*STATED EXERCISE:* Reproduce each of the entries below word for word, keeping every line unchanged.

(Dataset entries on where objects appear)
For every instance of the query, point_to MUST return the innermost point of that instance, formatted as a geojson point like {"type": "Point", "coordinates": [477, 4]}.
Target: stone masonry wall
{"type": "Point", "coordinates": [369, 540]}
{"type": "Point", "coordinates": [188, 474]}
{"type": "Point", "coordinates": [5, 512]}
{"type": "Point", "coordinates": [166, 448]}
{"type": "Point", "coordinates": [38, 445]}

*COMPLETE RESPONSE:*
For every instance of the query, point_to MUST return the innermost point of that instance, formatted as a geojson point like {"type": "Point", "coordinates": [477, 4]}.
Target: stone masonry wall
{"type": "Point", "coordinates": [369, 540]}
{"type": "Point", "coordinates": [188, 474]}
{"type": "Point", "coordinates": [5, 512]}
{"type": "Point", "coordinates": [166, 448]}
{"type": "Point", "coordinates": [38, 445]}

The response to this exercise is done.